Exercise: Set down exactly the lines in the records below that run from the line with "Every instance of the orange hi-vis" to the line with "Every instance of the orange traffic", inclusive, and nothing more.

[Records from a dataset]
■ ■ ■ ■ ■
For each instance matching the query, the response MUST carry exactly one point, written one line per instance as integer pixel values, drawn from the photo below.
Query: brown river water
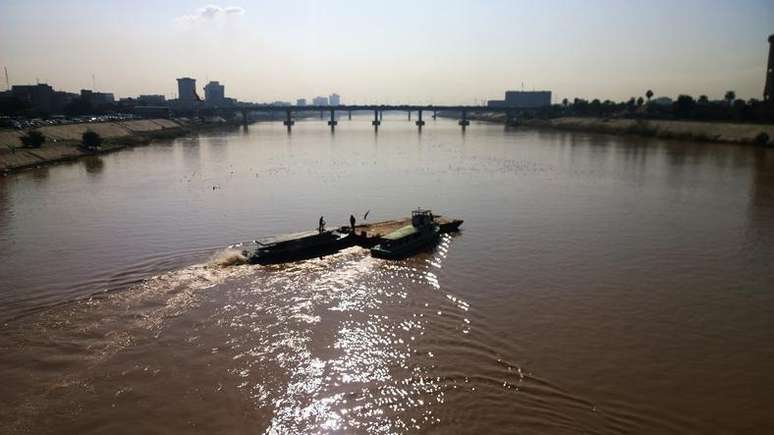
(600, 285)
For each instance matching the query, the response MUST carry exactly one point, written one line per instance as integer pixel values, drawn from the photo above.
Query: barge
(392, 235)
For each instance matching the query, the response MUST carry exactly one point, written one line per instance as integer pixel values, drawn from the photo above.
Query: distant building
(214, 94)
(527, 99)
(152, 100)
(96, 99)
(334, 100)
(768, 90)
(39, 97)
(661, 101)
(523, 99)
(186, 92)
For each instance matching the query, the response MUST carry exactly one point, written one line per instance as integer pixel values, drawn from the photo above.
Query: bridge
(378, 111)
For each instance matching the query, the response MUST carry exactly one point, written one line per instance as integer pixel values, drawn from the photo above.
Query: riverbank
(747, 134)
(724, 132)
(63, 141)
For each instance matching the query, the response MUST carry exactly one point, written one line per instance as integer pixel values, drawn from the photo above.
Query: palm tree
(730, 96)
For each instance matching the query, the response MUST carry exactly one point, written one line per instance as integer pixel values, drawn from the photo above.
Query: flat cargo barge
(313, 244)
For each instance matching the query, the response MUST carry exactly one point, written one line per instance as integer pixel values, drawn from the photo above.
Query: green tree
(91, 139)
(33, 139)
(730, 96)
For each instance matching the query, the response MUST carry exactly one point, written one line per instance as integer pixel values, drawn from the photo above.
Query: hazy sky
(390, 51)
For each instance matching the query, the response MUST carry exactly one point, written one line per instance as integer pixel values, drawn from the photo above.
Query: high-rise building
(768, 90)
(186, 92)
(214, 94)
(334, 100)
(39, 96)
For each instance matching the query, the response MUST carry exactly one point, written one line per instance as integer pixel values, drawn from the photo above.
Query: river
(600, 284)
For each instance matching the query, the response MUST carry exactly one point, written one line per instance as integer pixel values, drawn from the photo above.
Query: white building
(334, 100)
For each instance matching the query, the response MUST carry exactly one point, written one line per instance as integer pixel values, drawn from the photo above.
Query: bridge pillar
(333, 121)
(420, 123)
(464, 121)
(288, 120)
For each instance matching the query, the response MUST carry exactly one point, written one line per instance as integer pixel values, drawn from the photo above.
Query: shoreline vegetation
(698, 131)
(63, 142)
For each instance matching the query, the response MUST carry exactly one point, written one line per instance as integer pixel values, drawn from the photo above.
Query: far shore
(63, 141)
(720, 132)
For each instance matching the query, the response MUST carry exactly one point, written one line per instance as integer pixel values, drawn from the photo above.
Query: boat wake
(228, 257)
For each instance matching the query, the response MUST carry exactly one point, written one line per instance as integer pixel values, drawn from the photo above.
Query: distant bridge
(378, 111)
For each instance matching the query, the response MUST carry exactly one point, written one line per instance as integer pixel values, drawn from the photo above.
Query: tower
(186, 92)
(768, 91)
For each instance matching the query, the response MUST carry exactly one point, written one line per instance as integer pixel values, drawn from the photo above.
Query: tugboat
(409, 239)
(295, 247)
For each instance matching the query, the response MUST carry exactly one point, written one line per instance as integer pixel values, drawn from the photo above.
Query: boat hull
(394, 250)
(299, 251)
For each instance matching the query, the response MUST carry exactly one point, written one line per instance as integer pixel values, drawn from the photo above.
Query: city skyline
(266, 53)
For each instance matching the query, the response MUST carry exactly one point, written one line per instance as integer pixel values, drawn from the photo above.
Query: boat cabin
(420, 218)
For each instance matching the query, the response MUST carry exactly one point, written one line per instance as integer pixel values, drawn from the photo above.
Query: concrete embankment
(62, 141)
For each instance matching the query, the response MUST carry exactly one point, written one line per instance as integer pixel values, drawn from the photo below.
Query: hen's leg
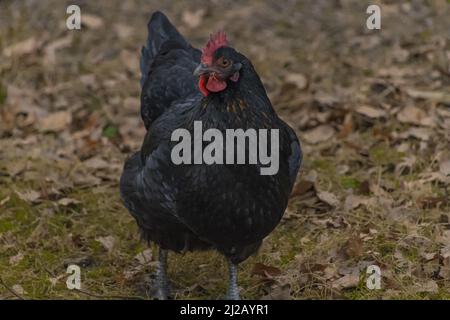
(233, 291)
(161, 281)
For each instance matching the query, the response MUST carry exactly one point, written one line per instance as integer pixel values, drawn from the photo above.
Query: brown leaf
(319, 134)
(297, 79)
(444, 167)
(91, 21)
(31, 196)
(346, 282)
(328, 198)
(265, 271)
(123, 31)
(107, 242)
(414, 115)
(371, 112)
(56, 122)
(145, 256)
(301, 188)
(279, 292)
(193, 19)
(4, 200)
(27, 46)
(14, 260)
(67, 202)
(353, 201)
(428, 287)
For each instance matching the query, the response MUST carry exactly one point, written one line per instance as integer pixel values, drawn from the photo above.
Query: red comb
(215, 42)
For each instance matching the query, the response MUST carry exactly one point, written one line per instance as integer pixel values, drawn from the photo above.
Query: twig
(108, 297)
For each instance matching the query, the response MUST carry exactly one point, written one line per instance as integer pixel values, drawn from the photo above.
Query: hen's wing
(167, 64)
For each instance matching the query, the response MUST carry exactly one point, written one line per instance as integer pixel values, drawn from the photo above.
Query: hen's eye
(224, 62)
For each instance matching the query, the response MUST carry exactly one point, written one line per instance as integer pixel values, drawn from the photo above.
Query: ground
(371, 107)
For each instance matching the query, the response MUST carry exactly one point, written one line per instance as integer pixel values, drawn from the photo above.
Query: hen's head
(219, 65)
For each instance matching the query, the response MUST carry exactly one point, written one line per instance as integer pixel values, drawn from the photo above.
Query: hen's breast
(232, 205)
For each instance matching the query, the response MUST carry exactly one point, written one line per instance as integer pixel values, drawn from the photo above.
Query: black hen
(228, 207)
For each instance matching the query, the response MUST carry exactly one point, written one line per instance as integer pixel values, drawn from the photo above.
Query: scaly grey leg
(233, 290)
(162, 290)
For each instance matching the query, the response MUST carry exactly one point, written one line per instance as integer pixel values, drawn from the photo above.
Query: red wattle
(215, 85)
(202, 85)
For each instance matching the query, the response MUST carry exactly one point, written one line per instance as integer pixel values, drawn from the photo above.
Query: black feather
(188, 207)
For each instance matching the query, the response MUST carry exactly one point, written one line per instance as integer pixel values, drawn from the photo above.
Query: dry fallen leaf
(91, 21)
(279, 292)
(21, 48)
(123, 31)
(429, 286)
(444, 167)
(328, 198)
(56, 122)
(414, 115)
(193, 18)
(17, 288)
(346, 282)
(107, 242)
(371, 112)
(319, 134)
(297, 79)
(14, 260)
(68, 201)
(265, 270)
(4, 200)
(145, 256)
(31, 196)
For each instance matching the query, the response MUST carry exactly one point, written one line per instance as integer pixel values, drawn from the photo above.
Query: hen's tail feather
(159, 31)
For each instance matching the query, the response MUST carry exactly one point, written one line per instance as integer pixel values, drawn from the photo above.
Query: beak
(201, 69)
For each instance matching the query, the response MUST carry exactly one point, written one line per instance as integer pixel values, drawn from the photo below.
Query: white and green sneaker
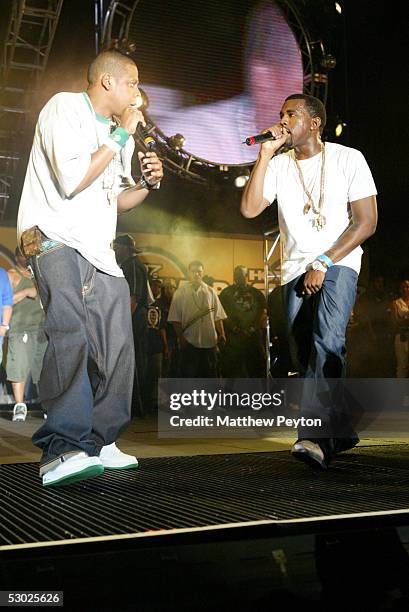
(114, 459)
(19, 412)
(71, 468)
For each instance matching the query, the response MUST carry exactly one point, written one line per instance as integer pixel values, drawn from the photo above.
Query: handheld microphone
(259, 138)
(148, 141)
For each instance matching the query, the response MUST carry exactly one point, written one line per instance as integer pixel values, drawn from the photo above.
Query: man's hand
(269, 147)
(221, 341)
(151, 167)
(130, 118)
(313, 281)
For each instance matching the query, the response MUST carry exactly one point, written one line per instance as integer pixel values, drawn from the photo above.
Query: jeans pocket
(43, 258)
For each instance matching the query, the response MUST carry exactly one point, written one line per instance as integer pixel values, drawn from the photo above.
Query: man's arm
(19, 296)
(101, 158)
(152, 171)
(364, 221)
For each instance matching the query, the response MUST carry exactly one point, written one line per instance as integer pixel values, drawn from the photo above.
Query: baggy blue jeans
(316, 328)
(88, 370)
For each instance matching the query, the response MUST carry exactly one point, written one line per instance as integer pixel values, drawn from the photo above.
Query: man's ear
(106, 81)
(315, 123)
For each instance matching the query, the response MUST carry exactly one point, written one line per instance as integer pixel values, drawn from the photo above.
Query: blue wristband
(326, 260)
(119, 136)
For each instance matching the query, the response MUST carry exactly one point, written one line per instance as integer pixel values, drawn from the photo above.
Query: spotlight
(176, 141)
(339, 128)
(241, 179)
(329, 61)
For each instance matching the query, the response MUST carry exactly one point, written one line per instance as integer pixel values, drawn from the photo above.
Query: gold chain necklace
(319, 220)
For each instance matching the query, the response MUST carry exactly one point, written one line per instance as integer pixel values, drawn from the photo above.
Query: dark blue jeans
(316, 327)
(87, 376)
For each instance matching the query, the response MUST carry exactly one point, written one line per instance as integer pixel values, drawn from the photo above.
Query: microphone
(258, 139)
(149, 142)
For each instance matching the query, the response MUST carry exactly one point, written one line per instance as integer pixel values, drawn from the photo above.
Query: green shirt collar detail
(98, 117)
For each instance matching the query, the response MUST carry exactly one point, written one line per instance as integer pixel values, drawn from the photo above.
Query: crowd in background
(189, 331)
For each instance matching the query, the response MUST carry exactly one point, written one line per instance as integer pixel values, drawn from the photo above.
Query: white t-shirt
(189, 304)
(68, 131)
(347, 178)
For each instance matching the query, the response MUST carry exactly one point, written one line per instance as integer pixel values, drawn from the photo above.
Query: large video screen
(215, 71)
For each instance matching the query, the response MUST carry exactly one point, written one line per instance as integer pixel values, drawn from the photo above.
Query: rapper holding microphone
(326, 201)
(78, 179)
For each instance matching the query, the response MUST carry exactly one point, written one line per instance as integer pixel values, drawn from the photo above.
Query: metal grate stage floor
(203, 493)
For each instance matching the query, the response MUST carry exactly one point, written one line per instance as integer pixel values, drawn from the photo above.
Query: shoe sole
(89, 472)
(130, 466)
(306, 457)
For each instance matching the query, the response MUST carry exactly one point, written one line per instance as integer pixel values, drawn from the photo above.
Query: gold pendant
(319, 221)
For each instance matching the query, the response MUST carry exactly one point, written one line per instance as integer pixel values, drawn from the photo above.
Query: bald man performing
(78, 179)
(327, 208)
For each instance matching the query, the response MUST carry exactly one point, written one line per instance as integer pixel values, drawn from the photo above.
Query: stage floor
(141, 439)
(170, 495)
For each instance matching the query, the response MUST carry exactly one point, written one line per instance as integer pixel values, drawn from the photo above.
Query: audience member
(244, 354)
(400, 315)
(197, 315)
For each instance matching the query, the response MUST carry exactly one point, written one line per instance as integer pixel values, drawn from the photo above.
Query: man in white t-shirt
(78, 179)
(326, 208)
(197, 316)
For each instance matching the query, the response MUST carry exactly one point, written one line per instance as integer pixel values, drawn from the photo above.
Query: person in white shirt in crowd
(197, 316)
(400, 317)
(78, 179)
(326, 200)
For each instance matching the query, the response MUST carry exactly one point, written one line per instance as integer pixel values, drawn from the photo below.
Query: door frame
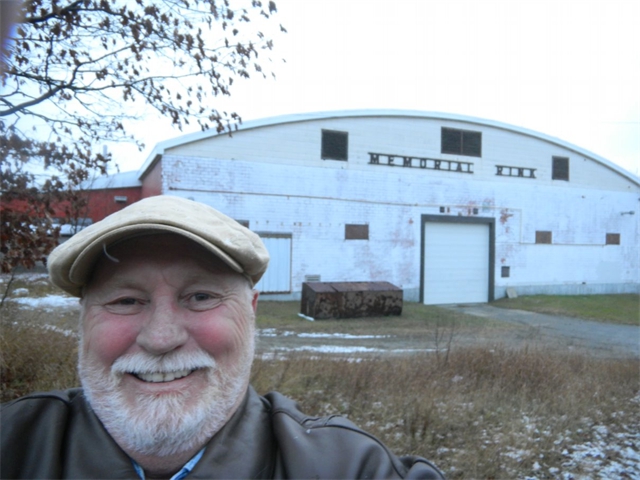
(490, 221)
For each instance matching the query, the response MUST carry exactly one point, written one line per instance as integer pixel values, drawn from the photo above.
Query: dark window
(461, 142)
(335, 145)
(543, 237)
(613, 239)
(560, 170)
(356, 232)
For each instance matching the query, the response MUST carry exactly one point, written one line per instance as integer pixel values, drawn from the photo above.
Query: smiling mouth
(161, 377)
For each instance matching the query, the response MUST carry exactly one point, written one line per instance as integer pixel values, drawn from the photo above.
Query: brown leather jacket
(57, 435)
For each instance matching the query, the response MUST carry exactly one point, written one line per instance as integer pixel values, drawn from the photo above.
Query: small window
(461, 142)
(543, 236)
(356, 232)
(560, 169)
(335, 145)
(613, 239)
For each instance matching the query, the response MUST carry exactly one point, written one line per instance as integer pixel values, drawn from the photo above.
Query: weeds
(623, 309)
(477, 412)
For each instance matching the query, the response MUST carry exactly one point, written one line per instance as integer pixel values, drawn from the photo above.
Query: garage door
(456, 263)
(277, 278)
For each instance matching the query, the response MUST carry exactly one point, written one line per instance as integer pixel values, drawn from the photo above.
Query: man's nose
(164, 330)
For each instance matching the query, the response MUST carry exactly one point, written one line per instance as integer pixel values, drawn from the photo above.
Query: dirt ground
(518, 329)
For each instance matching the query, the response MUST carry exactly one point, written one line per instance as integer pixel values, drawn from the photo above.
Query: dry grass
(477, 412)
(482, 413)
(623, 309)
(33, 358)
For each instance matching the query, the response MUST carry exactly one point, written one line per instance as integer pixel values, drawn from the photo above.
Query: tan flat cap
(71, 263)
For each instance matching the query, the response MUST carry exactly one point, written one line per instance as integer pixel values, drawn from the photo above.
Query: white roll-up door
(456, 263)
(277, 278)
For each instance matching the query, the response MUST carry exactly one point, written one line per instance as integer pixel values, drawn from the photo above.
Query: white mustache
(145, 363)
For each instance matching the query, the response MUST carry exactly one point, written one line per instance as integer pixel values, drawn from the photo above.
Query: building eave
(163, 146)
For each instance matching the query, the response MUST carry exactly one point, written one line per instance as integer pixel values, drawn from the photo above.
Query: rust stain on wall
(505, 215)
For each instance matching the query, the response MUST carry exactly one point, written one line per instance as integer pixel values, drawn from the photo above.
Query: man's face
(167, 343)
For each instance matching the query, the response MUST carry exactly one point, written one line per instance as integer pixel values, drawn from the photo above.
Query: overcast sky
(565, 68)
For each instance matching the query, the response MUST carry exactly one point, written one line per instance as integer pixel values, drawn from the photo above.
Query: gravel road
(571, 333)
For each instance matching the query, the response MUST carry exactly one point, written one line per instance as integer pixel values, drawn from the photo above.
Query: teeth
(158, 377)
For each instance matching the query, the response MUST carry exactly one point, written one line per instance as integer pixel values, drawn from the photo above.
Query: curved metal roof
(161, 147)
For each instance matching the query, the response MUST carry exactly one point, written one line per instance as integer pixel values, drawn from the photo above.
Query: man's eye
(201, 297)
(125, 306)
(126, 301)
(201, 301)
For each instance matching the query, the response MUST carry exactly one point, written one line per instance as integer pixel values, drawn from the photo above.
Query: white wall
(274, 178)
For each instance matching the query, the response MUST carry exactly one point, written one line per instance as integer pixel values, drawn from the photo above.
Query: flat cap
(71, 263)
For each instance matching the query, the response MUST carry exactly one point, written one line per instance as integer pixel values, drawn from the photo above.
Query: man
(167, 341)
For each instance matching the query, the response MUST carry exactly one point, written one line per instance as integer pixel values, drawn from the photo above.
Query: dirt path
(599, 338)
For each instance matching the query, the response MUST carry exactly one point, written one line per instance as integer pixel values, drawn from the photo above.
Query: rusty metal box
(350, 299)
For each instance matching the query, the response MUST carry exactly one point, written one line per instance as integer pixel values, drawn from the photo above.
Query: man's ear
(254, 300)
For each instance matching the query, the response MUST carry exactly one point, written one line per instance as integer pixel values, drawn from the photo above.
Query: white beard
(170, 424)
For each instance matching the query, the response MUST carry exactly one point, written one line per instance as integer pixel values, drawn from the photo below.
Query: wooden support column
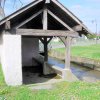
(66, 73)
(67, 53)
(45, 49)
(45, 27)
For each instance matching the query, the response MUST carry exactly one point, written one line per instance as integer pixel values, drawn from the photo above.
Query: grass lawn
(61, 91)
(92, 51)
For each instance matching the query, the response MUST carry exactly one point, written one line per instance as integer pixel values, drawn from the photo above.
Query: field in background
(91, 51)
(60, 91)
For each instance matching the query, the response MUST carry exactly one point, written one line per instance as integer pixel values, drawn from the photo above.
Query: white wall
(30, 49)
(11, 59)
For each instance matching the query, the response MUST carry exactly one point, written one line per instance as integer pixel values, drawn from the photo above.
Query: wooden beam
(45, 19)
(63, 39)
(29, 19)
(67, 11)
(21, 10)
(77, 28)
(41, 40)
(7, 25)
(70, 14)
(59, 20)
(47, 1)
(34, 32)
(67, 53)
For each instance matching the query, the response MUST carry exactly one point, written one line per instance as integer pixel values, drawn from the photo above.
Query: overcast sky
(86, 10)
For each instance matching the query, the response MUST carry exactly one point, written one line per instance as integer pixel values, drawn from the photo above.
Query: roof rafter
(59, 20)
(20, 11)
(70, 14)
(29, 19)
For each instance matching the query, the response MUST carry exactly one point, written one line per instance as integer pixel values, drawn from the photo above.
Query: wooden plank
(59, 20)
(29, 19)
(34, 32)
(20, 11)
(7, 25)
(67, 53)
(45, 23)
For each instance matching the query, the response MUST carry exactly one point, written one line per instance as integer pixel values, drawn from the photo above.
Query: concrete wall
(11, 59)
(30, 49)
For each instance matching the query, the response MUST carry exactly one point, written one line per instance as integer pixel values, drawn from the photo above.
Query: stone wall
(30, 49)
(11, 59)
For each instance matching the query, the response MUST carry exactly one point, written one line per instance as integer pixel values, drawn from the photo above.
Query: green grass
(92, 51)
(61, 91)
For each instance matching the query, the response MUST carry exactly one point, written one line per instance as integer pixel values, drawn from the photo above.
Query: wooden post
(67, 53)
(45, 49)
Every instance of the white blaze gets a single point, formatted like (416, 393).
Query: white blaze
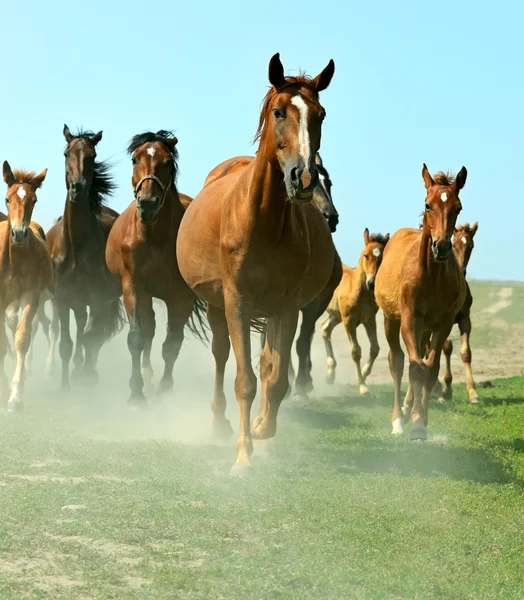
(303, 132)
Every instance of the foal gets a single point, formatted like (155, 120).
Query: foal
(26, 270)
(354, 304)
(421, 287)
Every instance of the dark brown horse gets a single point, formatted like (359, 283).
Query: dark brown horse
(77, 244)
(141, 251)
(252, 244)
(421, 287)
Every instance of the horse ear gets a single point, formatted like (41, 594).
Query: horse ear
(460, 180)
(428, 180)
(38, 180)
(96, 138)
(9, 178)
(276, 71)
(323, 79)
(67, 134)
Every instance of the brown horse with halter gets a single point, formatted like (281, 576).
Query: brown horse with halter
(26, 270)
(77, 245)
(421, 287)
(353, 303)
(141, 251)
(252, 244)
(463, 247)
(303, 382)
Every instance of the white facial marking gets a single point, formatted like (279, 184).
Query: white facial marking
(303, 133)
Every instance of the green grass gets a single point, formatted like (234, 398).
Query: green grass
(339, 508)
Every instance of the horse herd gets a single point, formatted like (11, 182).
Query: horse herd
(251, 250)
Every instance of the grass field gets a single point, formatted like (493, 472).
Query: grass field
(94, 505)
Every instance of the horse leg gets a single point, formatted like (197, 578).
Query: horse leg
(465, 353)
(327, 329)
(66, 343)
(239, 323)
(396, 367)
(22, 343)
(220, 347)
(280, 344)
(374, 348)
(80, 313)
(54, 332)
(139, 306)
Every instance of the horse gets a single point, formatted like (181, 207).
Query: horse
(264, 250)
(26, 270)
(420, 288)
(353, 303)
(462, 246)
(303, 382)
(141, 251)
(77, 244)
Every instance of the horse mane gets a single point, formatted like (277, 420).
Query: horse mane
(298, 80)
(162, 136)
(442, 178)
(22, 176)
(103, 184)
(378, 238)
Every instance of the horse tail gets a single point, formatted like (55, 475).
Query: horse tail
(114, 319)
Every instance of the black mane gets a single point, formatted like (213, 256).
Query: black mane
(103, 184)
(161, 136)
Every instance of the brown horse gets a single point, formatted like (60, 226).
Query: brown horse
(26, 270)
(421, 287)
(141, 250)
(264, 250)
(353, 303)
(463, 246)
(77, 245)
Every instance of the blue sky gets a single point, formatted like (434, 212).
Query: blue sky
(434, 82)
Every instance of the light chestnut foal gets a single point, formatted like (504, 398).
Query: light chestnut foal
(421, 287)
(353, 303)
(26, 270)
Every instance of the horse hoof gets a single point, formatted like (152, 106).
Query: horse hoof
(398, 427)
(418, 431)
(242, 471)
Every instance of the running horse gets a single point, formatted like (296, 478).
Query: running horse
(26, 271)
(77, 244)
(303, 382)
(264, 250)
(354, 304)
(141, 251)
(421, 287)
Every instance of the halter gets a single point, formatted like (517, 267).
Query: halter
(154, 178)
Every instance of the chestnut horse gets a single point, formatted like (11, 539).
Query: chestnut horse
(354, 304)
(141, 250)
(312, 312)
(26, 270)
(263, 249)
(77, 245)
(463, 246)
(421, 287)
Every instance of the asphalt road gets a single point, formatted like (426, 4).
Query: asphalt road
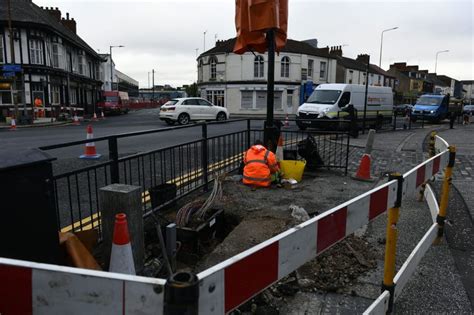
(134, 121)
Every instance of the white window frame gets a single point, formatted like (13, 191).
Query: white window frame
(310, 68)
(285, 67)
(11, 97)
(81, 59)
(73, 96)
(2, 57)
(36, 52)
(56, 56)
(322, 69)
(213, 68)
(258, 67)
(55, 95)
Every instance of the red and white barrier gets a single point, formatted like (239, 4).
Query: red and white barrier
(34, 288)
(423, 172)
(234, 281)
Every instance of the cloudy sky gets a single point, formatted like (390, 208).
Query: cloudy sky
(164, 34)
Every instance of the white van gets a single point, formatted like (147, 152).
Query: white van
(330, 101)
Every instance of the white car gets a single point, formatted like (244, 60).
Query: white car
(183, 110)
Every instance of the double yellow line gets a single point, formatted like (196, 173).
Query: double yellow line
(94, 220)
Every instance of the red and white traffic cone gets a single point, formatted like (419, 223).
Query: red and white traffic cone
(90, 152)
(363, 172)
(279, 150)
(13, 124)
(76, 120)
(287, 122)
(121, 257)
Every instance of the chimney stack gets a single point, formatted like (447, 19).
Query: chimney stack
(54, 12)
(364, 58)
(69, 23)
(336, 51)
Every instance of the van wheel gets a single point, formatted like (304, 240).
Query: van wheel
(183, 119)
(221, 116)
(303, 128)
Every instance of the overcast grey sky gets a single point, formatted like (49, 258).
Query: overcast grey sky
(164, 34)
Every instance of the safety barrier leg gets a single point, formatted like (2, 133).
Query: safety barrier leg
(181, 294)
(431, 152)
(443, 205)
(391, 242)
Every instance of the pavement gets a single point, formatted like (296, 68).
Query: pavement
(444, 280)
(39, 122)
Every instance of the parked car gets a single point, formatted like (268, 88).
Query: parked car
(468, 109)
(186, 109)
(114, 102)
(401, 109)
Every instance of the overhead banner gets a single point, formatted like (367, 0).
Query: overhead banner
(253, 18)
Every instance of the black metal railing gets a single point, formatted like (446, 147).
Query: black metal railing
(190, 166)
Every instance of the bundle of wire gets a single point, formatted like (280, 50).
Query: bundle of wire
(199, 208)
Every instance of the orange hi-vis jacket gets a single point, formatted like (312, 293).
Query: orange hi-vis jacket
(260, 163)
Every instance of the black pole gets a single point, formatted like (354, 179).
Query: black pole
(366, 92)
(153, 85)
(270, 132)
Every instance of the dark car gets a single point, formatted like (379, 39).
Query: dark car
(468, 109)
(402, 108)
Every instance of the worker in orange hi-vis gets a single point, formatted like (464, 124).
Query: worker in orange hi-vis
(253, 18)
(39, 106)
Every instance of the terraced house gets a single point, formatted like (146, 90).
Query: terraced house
(60, 68)
(239, 82)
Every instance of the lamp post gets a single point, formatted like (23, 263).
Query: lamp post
(437, 53)
(111, 68)
(381, 43)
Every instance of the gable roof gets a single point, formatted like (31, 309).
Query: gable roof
(27, 13)
(292, 46)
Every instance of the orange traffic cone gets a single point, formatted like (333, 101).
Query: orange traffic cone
(121, 258)
(90, 152)
(363, 172)
(76, 120)
(287, 122)
(13, 124)
(279, 150)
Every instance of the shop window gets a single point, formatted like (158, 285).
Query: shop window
(258, 67)
(285, 67)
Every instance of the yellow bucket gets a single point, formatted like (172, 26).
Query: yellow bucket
(292, 169)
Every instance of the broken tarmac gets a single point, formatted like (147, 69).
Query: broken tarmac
(441, 282)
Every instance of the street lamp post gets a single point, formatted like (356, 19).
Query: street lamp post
(437, 53)
(111, 68)
(381, 43)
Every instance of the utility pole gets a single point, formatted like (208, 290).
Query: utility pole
(12, 57)
(153, 85)
(366, 92)
(270, 129)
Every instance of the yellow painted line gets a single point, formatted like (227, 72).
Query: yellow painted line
(90, 221)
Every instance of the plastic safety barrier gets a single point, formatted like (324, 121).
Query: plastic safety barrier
(41, 288)
(33, 288)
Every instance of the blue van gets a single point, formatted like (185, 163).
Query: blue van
(431, 107)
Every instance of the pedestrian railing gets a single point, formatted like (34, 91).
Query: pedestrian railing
(190, 166)
(226, 286)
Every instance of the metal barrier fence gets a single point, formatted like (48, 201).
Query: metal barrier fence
(31, 287)
(190, 166)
■ ■ ■ ■ ■
Result below:
Every instance of the orange hi-vis jacket gets a single point, formatted like (312, 293).
Query: orange hi-vis jacket
(260, 163)
Every instance of the black pole gets a single point, formatted like (354, 179).
Query: black pole
(366, 92)
(153, 85)
(270, 132)
Every instance of the dark car gets a single point, formatted like (379, 39).
Query: dark car
(468, 109)
(402, 108)
Every instance of the worker in orange hi-vis gets a single point, formatted like (464, 124).
Query: worker in orange hi-vis
(253, 18)
(39, 106)
Every instance of the terraced house gets a single point, formatted like (146, 90).
Query: terraced house
(60, 68)
(239, 82)
Every instance of the lamp post gets a single point, formatted like (23, 263).
Query: lamp post
(437, 53)
(111, 68)
(381, 43)
Every instance of the gable roof gets a single point, formatted like (31, 309).
Query: gable roof
(27, 13)
(292, 46)
Every instance of the orange traffic cone gets a single point, formatted like (333, 101).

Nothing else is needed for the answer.